— START —

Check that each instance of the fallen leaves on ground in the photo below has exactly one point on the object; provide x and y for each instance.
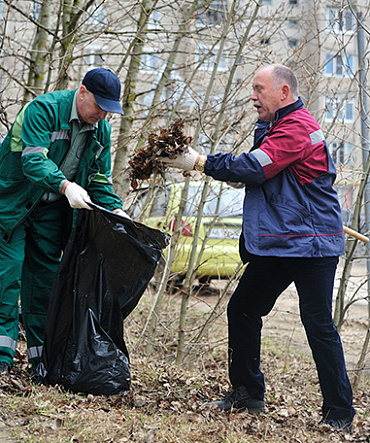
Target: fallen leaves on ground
(166, 404)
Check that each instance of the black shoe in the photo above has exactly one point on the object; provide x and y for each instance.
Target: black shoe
(344, 424)
(4, 368)
(238, 400)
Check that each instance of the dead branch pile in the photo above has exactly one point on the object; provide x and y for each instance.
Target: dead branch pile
(163, 143)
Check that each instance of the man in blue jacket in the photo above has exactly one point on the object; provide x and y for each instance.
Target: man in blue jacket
(292, 233)
(55, 157)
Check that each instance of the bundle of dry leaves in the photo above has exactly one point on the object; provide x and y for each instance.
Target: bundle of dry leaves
(164, 143)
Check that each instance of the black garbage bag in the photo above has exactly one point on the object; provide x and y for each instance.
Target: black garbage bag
(104, 271)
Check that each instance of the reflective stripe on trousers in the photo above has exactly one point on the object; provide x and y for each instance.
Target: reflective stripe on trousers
(8, 342)
(35, 352)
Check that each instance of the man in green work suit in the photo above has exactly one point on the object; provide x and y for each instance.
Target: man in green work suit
(55, 157)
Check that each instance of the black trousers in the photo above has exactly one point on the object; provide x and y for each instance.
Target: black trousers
(264, 279)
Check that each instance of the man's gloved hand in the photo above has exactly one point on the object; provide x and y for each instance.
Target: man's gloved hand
(121, 212)
(77, 196)
(184, 160)
(236, 185)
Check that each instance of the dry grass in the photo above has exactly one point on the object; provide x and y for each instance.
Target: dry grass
(165, 403)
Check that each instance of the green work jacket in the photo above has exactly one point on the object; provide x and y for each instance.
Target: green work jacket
(34, 148)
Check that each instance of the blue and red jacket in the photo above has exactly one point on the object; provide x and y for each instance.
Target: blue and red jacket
(290, 208)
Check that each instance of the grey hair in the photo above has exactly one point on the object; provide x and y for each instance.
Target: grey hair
(283, 74)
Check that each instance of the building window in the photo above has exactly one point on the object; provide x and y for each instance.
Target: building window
(155, 20)
(35, 9)
(340, 20)
(293, 23)
(150, 61)
(339, 109)
(341, 153)
(212, 15)
(339, 65)
(96, 16)
(207, 57)
(93, 57)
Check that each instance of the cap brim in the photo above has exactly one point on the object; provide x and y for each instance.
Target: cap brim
(108, 105)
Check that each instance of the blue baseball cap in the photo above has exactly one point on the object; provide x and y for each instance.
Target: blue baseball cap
(106, 87)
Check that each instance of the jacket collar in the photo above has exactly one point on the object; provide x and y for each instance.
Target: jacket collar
(282, 112)
(263, 127)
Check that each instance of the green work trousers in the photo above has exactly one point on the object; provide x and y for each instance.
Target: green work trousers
(28, 265)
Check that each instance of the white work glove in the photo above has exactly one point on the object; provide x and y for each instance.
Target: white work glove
(184, 160)
(121, 212)
(77, 196)
(236, 185)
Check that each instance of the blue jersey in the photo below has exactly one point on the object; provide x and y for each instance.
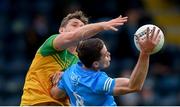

— END —

How many lines in the records above contain the string "ground", counting uppercase and lowercase letters as different? Reply with the number only.

Answer >> 2